_What is being asked_: From the line containing "Objective — one dot per instance of the tower" to the last line of the listing below, repeat every line exactly, and output nothing else.

_Data_:

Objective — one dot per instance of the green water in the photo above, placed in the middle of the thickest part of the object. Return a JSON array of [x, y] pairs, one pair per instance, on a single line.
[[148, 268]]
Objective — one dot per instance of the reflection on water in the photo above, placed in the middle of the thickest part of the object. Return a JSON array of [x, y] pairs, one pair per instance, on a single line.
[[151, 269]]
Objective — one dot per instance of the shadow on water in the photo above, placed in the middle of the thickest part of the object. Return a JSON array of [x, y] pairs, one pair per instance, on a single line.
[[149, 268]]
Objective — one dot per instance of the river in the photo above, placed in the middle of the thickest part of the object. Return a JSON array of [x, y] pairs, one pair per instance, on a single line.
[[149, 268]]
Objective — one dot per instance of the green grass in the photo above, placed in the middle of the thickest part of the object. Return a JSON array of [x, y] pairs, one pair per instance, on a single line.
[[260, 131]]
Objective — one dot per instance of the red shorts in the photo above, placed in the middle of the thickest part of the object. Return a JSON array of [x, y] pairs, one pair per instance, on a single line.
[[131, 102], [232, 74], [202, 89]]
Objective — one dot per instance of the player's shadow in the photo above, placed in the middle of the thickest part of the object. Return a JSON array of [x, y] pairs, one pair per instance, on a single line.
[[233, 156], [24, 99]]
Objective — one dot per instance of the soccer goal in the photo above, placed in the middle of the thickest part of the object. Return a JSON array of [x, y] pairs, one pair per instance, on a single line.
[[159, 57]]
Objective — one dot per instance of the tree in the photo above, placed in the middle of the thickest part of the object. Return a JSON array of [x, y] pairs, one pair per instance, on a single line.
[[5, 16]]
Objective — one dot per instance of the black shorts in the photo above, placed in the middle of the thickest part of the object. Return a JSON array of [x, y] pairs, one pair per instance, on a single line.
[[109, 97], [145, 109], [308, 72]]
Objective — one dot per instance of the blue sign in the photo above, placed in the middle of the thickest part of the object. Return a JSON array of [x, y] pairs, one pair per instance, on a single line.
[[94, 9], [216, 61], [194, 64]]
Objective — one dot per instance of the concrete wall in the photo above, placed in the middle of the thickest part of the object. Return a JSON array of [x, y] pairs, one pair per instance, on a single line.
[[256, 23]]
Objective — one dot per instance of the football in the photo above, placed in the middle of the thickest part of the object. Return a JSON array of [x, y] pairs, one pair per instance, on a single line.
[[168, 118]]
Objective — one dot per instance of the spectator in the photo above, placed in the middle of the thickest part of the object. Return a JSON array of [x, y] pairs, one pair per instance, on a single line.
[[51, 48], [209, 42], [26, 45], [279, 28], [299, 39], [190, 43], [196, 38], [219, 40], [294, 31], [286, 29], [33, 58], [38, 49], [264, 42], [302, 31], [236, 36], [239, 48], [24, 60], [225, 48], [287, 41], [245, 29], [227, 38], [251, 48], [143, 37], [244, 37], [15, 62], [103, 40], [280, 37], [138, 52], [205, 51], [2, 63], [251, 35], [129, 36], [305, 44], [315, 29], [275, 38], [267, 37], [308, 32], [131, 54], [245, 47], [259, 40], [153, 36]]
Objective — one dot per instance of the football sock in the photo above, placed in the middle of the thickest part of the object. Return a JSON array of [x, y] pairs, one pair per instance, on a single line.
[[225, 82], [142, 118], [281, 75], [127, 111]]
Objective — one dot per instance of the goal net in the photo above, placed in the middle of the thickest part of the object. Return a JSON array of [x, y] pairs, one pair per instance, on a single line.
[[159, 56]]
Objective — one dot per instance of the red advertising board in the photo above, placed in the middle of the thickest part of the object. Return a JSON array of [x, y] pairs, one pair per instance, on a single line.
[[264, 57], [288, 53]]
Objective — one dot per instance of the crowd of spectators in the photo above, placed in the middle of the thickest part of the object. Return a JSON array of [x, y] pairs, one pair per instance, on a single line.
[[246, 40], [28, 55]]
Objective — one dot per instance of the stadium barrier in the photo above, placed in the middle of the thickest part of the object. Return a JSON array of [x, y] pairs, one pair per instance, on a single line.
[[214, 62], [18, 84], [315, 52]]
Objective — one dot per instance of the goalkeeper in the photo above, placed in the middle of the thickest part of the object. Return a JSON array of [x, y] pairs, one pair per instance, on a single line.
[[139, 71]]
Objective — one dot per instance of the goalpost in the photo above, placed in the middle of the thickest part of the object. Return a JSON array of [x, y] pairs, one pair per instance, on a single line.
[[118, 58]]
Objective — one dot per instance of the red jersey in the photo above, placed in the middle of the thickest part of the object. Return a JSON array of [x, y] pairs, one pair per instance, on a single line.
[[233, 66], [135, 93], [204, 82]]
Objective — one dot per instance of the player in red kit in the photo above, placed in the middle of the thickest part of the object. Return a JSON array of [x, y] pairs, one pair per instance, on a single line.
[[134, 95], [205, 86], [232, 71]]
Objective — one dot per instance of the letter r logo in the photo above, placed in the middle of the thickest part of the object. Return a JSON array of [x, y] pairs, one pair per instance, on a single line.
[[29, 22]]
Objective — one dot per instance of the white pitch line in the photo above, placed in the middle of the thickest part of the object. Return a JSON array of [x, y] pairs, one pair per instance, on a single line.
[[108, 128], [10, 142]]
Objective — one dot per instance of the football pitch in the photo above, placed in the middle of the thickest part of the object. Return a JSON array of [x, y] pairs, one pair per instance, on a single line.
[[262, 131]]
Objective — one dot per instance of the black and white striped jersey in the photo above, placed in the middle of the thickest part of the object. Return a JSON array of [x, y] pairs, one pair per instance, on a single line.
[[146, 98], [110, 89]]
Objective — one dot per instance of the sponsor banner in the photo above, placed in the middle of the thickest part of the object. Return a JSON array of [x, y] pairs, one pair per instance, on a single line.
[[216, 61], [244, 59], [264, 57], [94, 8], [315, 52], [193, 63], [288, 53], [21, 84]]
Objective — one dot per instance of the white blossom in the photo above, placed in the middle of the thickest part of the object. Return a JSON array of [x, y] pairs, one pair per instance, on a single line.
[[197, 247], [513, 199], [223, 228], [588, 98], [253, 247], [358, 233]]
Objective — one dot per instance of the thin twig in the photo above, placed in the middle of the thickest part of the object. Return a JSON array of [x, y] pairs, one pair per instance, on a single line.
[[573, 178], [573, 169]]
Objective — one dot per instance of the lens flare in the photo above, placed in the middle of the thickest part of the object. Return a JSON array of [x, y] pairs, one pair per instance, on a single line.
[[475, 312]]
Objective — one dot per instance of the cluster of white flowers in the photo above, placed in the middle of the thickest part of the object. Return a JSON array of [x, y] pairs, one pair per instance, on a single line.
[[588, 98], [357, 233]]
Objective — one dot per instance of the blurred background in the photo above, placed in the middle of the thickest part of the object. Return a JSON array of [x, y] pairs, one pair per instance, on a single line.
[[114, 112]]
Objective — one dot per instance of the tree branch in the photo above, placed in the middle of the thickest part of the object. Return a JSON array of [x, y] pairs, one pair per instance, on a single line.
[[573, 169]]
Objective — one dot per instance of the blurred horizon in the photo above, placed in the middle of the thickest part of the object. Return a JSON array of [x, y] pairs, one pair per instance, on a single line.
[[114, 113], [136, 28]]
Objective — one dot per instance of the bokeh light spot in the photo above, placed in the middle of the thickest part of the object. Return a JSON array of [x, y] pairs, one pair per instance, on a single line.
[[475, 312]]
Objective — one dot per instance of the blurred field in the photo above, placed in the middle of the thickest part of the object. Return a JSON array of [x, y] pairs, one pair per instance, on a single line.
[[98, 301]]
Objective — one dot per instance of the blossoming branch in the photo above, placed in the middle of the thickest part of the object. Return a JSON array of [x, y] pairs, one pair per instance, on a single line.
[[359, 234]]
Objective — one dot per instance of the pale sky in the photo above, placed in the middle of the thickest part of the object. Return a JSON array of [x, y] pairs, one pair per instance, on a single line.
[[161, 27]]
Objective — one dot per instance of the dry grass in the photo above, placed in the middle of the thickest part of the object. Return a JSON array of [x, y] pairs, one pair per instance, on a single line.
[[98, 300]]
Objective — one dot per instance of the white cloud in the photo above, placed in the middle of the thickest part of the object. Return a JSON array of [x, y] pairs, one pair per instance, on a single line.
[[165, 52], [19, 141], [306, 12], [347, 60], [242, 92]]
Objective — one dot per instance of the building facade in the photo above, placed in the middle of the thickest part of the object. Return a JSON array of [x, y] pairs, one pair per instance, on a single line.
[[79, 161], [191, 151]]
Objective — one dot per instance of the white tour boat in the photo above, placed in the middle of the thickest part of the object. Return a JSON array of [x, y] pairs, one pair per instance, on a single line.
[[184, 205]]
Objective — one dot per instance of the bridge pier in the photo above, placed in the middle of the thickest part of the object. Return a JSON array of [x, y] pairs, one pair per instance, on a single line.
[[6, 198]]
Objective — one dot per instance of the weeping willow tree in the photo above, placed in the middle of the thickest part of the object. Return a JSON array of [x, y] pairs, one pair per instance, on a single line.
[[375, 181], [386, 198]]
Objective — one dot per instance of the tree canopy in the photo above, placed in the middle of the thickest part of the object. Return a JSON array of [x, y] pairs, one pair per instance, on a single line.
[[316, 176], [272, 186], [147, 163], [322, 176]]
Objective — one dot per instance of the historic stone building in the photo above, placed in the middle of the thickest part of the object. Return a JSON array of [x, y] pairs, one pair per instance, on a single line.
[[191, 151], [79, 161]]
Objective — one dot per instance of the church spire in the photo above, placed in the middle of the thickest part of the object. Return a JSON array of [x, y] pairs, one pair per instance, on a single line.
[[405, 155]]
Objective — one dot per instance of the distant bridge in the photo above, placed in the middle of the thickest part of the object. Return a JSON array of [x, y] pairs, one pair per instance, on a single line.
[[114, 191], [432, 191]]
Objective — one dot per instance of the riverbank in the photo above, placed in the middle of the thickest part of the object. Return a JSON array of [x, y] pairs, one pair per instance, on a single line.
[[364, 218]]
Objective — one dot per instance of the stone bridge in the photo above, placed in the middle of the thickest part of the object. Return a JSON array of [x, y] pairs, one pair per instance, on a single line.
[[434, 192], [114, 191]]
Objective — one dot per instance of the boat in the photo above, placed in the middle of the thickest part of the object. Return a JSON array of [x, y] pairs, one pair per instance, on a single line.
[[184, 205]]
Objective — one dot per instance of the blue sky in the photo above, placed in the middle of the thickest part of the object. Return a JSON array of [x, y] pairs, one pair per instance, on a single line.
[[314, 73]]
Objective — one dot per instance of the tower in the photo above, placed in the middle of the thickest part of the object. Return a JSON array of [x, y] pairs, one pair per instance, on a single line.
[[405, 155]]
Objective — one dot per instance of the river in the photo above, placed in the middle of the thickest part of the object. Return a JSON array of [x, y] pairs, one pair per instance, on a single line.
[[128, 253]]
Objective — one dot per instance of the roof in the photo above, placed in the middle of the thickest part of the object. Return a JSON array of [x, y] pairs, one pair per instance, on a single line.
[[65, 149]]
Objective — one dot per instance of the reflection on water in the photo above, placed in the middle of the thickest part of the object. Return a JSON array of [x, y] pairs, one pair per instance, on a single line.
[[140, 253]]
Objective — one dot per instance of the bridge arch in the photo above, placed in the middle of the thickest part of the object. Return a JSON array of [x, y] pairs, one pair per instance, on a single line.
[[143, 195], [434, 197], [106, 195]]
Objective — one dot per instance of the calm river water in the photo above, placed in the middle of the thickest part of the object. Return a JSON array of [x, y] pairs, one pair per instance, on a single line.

_Written solution_:
Objective — one dot per instance of the tower in the photo above, placed in the middle of the thickest part of the object. Return a JSON array of [x, y] pairs, one pair per instance, on a single line.
[[405, 155]]
Objective — one dot per instance of the river in the photo above, placed in the middle of the thickest part of the object. Return a JSON array of [x, y] pairs, one pair per instance, on a single line.
[[128, 253]]
Objective — one dot per instance of the roof in the photo above, placed in the middle of the thickest part of the object. Return a JSON array of [x, y] pairs, one pair per instance, on a single line.
[[65, 149]]
Objective — one dot per instance of the reflection on water in the photo above, placed in the middle of the thickest part of the object. Return a JSON array of [x, y] pairs, one pair per instance, on a single line.
[[140, 253]]
Objective — one dot per instance of the bridge arch in the photo above, placed in the middle of the thickest part of the object. Return a JSON array of [x, y] pairs, one pair per instance, on a single line.
[[143, 195], [434, 197], [106, 195]]
Objective — one dot per instance of the calm river water in the photo above, placed in the middle of the thickest part of the object. Return a JSON array of [x, y] pairs, one pair per instance, on a single line.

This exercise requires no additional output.